## Input material
--- START ---

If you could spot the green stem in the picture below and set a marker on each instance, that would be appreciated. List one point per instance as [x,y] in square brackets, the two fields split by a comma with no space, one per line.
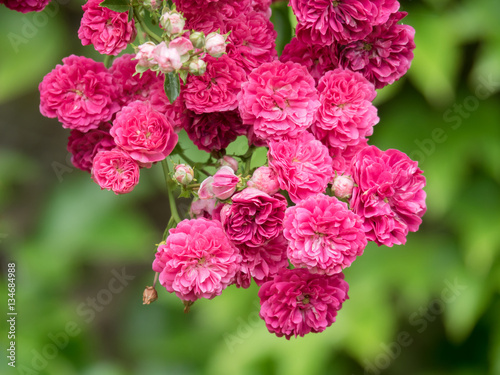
[151,34]
[108,60]
[171,200]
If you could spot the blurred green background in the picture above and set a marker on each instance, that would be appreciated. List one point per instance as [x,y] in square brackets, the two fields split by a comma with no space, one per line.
[430,307]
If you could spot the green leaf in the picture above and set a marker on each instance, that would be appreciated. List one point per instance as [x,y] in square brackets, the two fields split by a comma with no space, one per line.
[172,86]
[116,5]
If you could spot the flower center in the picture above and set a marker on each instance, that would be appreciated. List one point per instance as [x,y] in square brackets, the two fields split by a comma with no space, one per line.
[367,46]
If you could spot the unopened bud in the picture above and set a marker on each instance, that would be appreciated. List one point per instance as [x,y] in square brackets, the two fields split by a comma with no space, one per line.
[197,67]
[215,44]
[198,39]
[149,296]
[230,162]
[172,22]
[342,186]
[184,174]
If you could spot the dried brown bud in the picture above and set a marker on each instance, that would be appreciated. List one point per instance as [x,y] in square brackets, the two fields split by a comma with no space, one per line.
[149,295]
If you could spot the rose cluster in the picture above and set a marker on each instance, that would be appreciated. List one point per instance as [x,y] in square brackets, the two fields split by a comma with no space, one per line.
[291,225]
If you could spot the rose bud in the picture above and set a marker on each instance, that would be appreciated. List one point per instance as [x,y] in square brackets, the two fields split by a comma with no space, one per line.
[265,180]
[184,174]
[215,44]
[149,296]
[230,162]
[342,186]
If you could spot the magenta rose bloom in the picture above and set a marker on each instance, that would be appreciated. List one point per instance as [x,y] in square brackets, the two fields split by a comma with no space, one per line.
[254,217]
[25,6]
[107,30]
[302,165]
[297,302]
[383,56]
[217,89]
[197,260]
[252,40]
[84,146]
[213,131]
[279,100]
[323,22]
[325,236]
[389,195]
[224,183]
[261,263]
[346,115]
[80,93]
[144,133]
[342,158]
[132,87]
[317,59]
[115,170]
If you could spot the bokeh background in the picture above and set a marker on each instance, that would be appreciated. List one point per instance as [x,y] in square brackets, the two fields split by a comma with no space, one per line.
[430,307]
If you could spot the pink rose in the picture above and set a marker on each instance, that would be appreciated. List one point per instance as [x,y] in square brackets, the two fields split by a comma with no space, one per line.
[144,133]
[206,190]
[302,165]
[324,235]
[279,100]
[225,182]
[297,302]
[265,179]
[183,174]
[342,186]
[198,260]
[389,196]
[145,55]
[215,44]
[254,217]
[230,162]
[172,22]
[115,170]
[107,30]
[80,93]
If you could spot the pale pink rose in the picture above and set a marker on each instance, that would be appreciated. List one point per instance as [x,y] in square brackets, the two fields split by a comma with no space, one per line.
[225,182]
[168,59]
[182,45]
[183,174]
[342,186]
[206,190]
[115,170]
[172,22]
[145,54]
[265,179]
[215,44]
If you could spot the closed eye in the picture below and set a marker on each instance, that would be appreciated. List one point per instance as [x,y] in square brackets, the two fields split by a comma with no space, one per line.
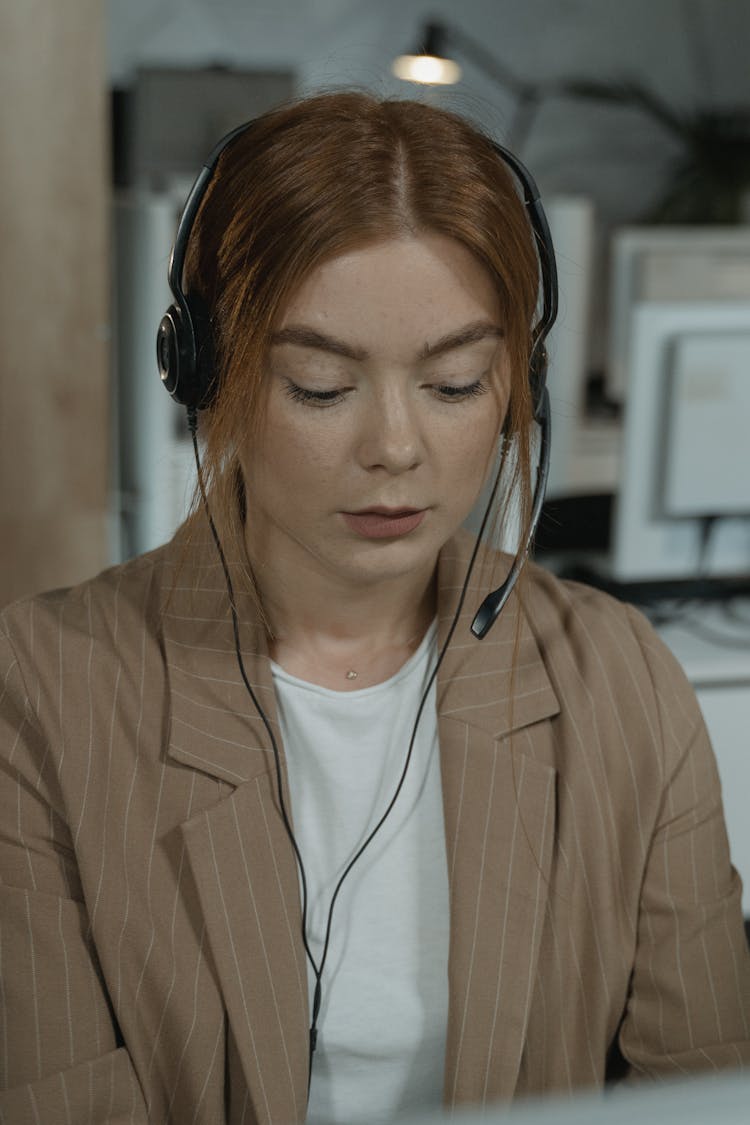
[312,397]
[451,390]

--- END ---

## Task prompt
Output nothing but the entries above, exactly, once the pictures are removed.

## Output of the exercise
If you could spot the green stem in the picture below and set a marker on each instance, that would be appreciated. List one point per instance as [x,y] in square brackets, the two fields split by a comma with no space, one per line.
[151,34]
[108,60]
[171,200]
If you could spot the blurred green background in the picture above and set a marker on each instance, that would be appreciated. List one point per instance as [x,y] in square brackets, the two fields split by a comma with no space, one per line.
[430,307]
If you could spot the green leaf in the picture above and set a marker on each instance, that would be appreciated. List one point per instance as [x,y] in square brackets, the two fields split by a comma with no space, one per line.
[172,86]
[116,5]
If you could spot the flower center in the picture above and set a marker on each instance, that would be appreciated. List one point per instance as [x,y] in square brackets, the two fields split by a comma with no space, one per line.
[367,46]
If you could spot the unopened bud in the picture above and set a marker on each instance, that would be appreciated. List one point per instance as [x,y] in square brackets, the two fields split by a comma with no space, one per line.
[197,67]
[215,44]
[198,39]
[149,296]
[230,162]
[172,22]
[342,186]
[184,174]
If you could spot the dried brown bud in the picture above and set a marker on each instance, that would be appreciated. List one point per instance as [x,y] in square brackets, the two fields split by a comma with no space, one per line.
[149,295]
If you could spot the rose cluster in the picture above and set a marker on each instance, that would be appreciated. List one point per instance as [x,y] in square brackets, the two fields split by a comma with no space, one per line.
[291,225]
If you could spot the rose bud in the picture above and set a marker on each instance, that would be appreciated. List one point per instance as [x,y] in square brackets, the two fields split by a comma with no space, one per line.
[265,180]
[184,174]
[215,44]
[149,296]
[230,162]
[342,186]
If you could spot the magenta rose bloom in the picture above and set a marker on each instance, that would be appreciated. List one point per instance as [x,y] in square brackets, the two fields split by a comma with no space, one per line.
[254,217]
[25,6]
[107,30]
[302,165]
[297,302]
[383,56]
[217,89]
[197,260]
[252,40]
[84,146]
[213,131]
[279,100]
[323,22]
[325,236]
[389,195]
[224,183]
[261,263]
[346,115]
[80,93]
[144,133]
[342,158]
[132,87]
[317,59]
[115,170]
If you could spot the bokeh background in the picture above and set a marker on each instance, that would be appreciated. List one point per instance as [x,y] in square brackets, the two fields split by a comma with no space, one per line.
[430,307]
If you could spot the pink rose in the picture above and set a marker on each instance, that would be appreciated. List one point per instance as [x,y] in square brackets, the two fields split by a comma with no space, one per line.
[144,133]
[206,190]
[302,165]
[324,235]
[279,100]
[225,182]
[297,302]
[265,179]
[183,174]
[342,186]
[198,260]
[389,196]
[145,55]
[215,44]
[254,217]
[230,162]
[172,22]
[115,170]
[107,30]
[80,93]
If you could spot the pale pink rose in the picture above and set a marker on each instance, that would be appreciated. List one point per instance as [x,y] in square brackets, the two fields split by a comma with no space, one per line.
[225,182]
[168,59]
[182,45]
[183,174]
[342,186]
[206,190]
[115,170]
[172,22]
[145,54]
[265,179]
[215,44]
If you could spot the closed eye in the picture below and set a marker on each instance, that would be appreciated. List one point per instance as [x,y] in square brackets, the two fields split by a comma with no space, one per line.
[312,397]
[451,390]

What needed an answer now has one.